- _To do_: Can you rewrite the part of the material that opens with the line containing "Spot the truck" and runs through the end of the material, increasing every point coordinate in the answers by 66? Keep the requests and their format samples as they are.

(Dataset entries)
◇ ◇ ◇ ◇ ◇ ◇ ◇
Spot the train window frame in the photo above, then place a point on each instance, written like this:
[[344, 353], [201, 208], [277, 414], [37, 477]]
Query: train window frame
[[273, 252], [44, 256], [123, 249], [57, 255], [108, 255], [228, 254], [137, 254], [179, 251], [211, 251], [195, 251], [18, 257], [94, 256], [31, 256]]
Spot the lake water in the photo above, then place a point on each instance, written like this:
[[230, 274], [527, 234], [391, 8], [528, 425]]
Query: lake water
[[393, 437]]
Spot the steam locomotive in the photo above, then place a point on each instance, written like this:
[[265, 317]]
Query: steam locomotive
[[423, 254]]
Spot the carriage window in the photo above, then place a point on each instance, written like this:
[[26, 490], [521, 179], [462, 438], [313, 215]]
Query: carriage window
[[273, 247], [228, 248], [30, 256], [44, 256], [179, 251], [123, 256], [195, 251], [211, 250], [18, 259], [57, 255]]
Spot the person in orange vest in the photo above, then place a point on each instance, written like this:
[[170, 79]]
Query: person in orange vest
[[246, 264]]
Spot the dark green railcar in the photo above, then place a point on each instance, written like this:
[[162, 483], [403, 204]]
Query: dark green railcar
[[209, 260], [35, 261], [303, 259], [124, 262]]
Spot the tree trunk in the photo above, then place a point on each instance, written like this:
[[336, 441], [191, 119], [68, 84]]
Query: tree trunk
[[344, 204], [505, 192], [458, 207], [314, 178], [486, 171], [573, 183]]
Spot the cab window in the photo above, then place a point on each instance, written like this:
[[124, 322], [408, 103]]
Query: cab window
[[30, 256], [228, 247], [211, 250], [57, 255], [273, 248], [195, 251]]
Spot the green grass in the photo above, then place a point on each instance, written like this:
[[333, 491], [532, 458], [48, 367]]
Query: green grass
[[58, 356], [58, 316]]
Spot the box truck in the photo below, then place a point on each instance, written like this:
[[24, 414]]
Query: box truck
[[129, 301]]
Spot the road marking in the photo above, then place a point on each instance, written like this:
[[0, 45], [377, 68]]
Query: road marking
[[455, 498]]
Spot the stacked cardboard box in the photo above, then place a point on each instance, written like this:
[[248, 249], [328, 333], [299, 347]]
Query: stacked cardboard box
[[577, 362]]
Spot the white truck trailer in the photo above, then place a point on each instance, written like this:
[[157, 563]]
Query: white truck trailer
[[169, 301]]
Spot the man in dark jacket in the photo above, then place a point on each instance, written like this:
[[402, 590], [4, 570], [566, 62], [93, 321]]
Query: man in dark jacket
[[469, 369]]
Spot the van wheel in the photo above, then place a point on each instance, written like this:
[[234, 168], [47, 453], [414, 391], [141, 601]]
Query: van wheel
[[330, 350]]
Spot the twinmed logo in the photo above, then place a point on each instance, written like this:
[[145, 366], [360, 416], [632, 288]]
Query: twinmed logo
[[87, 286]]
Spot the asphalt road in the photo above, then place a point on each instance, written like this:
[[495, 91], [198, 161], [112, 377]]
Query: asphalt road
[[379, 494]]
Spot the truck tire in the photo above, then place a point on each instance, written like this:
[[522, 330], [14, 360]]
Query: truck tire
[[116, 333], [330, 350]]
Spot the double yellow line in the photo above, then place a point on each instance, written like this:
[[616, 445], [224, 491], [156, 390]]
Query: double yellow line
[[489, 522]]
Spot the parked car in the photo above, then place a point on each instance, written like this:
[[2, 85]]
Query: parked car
◇ ◇ ◇ ◇ ◇ ◇ ◇
- _Problem solution_:
Spot the truck tire in the photo above, then place a point on each instance, written like this:
[[522, 330], [14, 360]]
Query: truck tire
[[182, 399], [396, 416]]
Spot the double yellow line in the photo above, then place a point on each instance, written like this:
[[616, 445], [224, 491], [156, 390]]
Query: double yellow line
[[555, 588]]
Spot the parked car in the photo above, then place a point on each instance, written like this:
[[2, 85]]
Query: parked car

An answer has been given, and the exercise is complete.